En effet, le mélange social ou le métissage sexuel menacent  le « suprémacisme blanc ».

Le programme mis en place dans l’Amérique dystopique décrite par C. Dalcher se résume en quelques mots : anglais obligatoire, tests QI prénataux, tests génétiques fréquents ciblant des « populations spécifiques », donc exogènes.
Cette démarche hélas, n’est pas éloignée de certains courants politiques contemporains.

L’INTRIGUE : une mère défend, jusqu’au bout, sa fille.

Au long de courts chapitres, dont une partie retrace la jeunesse de l’héroïne et son évolution vers les théories ségrégationnistes, l’intrigue se déploie en deux mouvements.

Tout d’abord, au sein de la famille, la prise de conscience d’ une mère.
Puis, dans une école-prison, la lutte désespérée de cette mère pour sauver son enfant.

Confrontée à un mari convaincu de la pertinence de la politique de la « Famille idéale » et très actif dans sa conception et sa mise en œuvre, Elena doute du bien-fondé de la sélection imposée lorsque sa fille cadette, Freddie, ne réussit pas son test et est rétrogradée en école « jaune ».
Ce qui n’est pas le cas de sa fille aînée, Anne, brillante élève d’une classe « argentée » et fière de l’être.
Les doutes de Elena se renforcent quand elle apprend que des amies de Anne, pourtant excellentes lycéennes, sont envoyées en école « jaune ». On découvrira plus tard que leur orientation homosexuelle est la cause de ce déclassement.
Les choses s’aggravent quand le Ministère de l’Éducation décide que les écoles « jaunes » seront dorénavant délocalisées dans de lointaines contrées, avec une seule visite parentale par trimestre et aucun contact téléphonique.
Elena ne supporte pas de perdre sa fille alors que son mari justifie cette décision.

Données enregistrées ->

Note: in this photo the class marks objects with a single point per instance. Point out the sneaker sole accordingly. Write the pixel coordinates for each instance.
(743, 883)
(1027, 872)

Travail demandé ->
1. Recopiez mot pour mot le passage du texte fourni allant de « Tout d’abord, au » jusqu'à « sauver son enfant. » inclus.
2. Résumez le texte fourni en deux phrases.

Réponses ci-dessous ->
1.
Tout d’abord, au sein de la famille, la prise de conscience d’ une mère.
Puis, dans une école-prison, la lutte désespérée de cette mère pour sauver son enfant.

2. Dans l'Amérique dystopique décrite par C. Dalcher, le programme mis en place impose l'anglais obligatoire, des tests de QI prénataux et des tests génétiques fréquents ciblant des « populations spécifiques ». Elena, dont le mari soutient activement la politique de la « Famille idéale », doute de la sélection lorsque sa fille cadette Freddie échoue à son test et est rétrogradée en école « jaune », puis lutte désespérément pour la sauver quand ces écoles sont délocalisées dans de lointaines contrées.